**GIVEN PASSAGE:**
---*---

To celebrate CC's birthday (it's a super duper belated celebration coz he was stuck in a trial and intermittently away on several holidays during his birthday month), Beeps, the Hubs and I brought him out to The White Rabbit for dinner. I've only ever been here once, for a friend's wedding, and been hankering to try the ala carte menu but never really got around to it.
Stepping into the restaurant was already an experience in itself. What used to be a church was lovingly restored into a dining cum watering hole. A bit sacrilegious, I suppose, to the conservatively religious, but who cares! I love the Victorian architecture of the place. Dramatic high arched ceilings, intricately stained glass windows, romantic lowlights and the heavy use of rustic wooden furniture, the restaurant just charms with its old-world romance.
In line with the decor, the food was just awesome. This is definitely going on our "Best of 2012" lists. Everything was just masterfully executed and beautifully crafted. Not a single wrong move at all. Suffice to say, we all had a wonderful dinner.
Service was also top-notch, even if they did screw up and forgot one of our main course orders. They apologised very sincerely and profusely with hot forthy cups of latte all around, complimentary of course. That really helped quell our frustration with the half-hour wait for the forgotten main.
We started off with a couple of appetizers. The Wagyu Carpaccio ($26), with fine shavings of parmesan and pretty beads of balsamic pearls, looked so much like a Monet that we almost couldn't bear to cut into it. But boy was it good. The wagyu was fresh and meltingly tender, dressed in the fairy dust that is truffle cream and a quartet of truffle shavings. This was so good I almost didn't care that there was celery cress in it.

---*---

**GOAL A:**
Answer these questions using the restaurant review above, one answer per line.
(i) What was the building used as before it became the restaurant?
(ii) What did the staff serve everyone, free of charge, after forgetting a main course order?
(iii) What was the price of the Wagyu Carpaccio?

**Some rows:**
---*---

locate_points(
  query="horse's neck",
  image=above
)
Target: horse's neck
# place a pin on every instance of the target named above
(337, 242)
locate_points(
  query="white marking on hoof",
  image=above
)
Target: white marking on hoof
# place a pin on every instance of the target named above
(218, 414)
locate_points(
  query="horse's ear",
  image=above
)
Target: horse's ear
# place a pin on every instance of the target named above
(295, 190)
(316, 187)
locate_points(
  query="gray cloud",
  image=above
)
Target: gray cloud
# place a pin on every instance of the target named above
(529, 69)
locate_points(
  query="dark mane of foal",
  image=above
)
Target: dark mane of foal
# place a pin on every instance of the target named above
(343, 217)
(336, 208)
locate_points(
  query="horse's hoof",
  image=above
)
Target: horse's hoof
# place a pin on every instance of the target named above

---*---

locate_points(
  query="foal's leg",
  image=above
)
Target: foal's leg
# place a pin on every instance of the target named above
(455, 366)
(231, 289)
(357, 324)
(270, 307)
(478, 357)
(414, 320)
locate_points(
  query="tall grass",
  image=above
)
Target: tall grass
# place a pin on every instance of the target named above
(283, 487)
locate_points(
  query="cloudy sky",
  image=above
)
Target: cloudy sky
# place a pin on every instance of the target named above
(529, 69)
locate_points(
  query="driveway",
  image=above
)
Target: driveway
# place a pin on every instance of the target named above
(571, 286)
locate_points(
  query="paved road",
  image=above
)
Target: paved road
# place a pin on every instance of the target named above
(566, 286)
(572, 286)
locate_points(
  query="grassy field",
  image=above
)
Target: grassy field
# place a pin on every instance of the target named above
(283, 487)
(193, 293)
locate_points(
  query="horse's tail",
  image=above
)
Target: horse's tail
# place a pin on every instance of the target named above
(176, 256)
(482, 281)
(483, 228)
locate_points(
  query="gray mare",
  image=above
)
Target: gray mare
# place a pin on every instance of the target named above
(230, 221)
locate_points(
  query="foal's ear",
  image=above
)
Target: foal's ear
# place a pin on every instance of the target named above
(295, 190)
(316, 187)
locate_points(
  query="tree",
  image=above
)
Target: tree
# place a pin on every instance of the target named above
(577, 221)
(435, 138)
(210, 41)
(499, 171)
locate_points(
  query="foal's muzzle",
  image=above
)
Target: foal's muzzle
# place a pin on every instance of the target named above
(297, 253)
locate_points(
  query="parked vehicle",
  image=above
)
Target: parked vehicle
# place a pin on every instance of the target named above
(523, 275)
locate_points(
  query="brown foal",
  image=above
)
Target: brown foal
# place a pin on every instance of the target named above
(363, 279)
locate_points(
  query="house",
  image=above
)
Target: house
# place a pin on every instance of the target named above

---*---

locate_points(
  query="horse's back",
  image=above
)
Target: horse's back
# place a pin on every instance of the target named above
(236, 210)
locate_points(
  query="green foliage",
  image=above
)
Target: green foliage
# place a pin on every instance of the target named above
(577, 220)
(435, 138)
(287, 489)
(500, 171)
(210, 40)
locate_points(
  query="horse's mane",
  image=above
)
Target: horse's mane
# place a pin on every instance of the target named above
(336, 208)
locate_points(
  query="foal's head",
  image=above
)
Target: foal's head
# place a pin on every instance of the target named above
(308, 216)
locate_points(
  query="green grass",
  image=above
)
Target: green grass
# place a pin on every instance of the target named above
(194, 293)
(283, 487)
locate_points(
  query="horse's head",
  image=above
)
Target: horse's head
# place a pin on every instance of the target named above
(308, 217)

---*---

**GOAL B:**
How many lines in the rows contain the string "field"? Case counts; reply with the number alone.

**EXPECTED OUTPUT A:**
(i) A church.
(ii) Hot cups of latte.
(iii) $26.

**EXPECTED OUTPUT B:**
2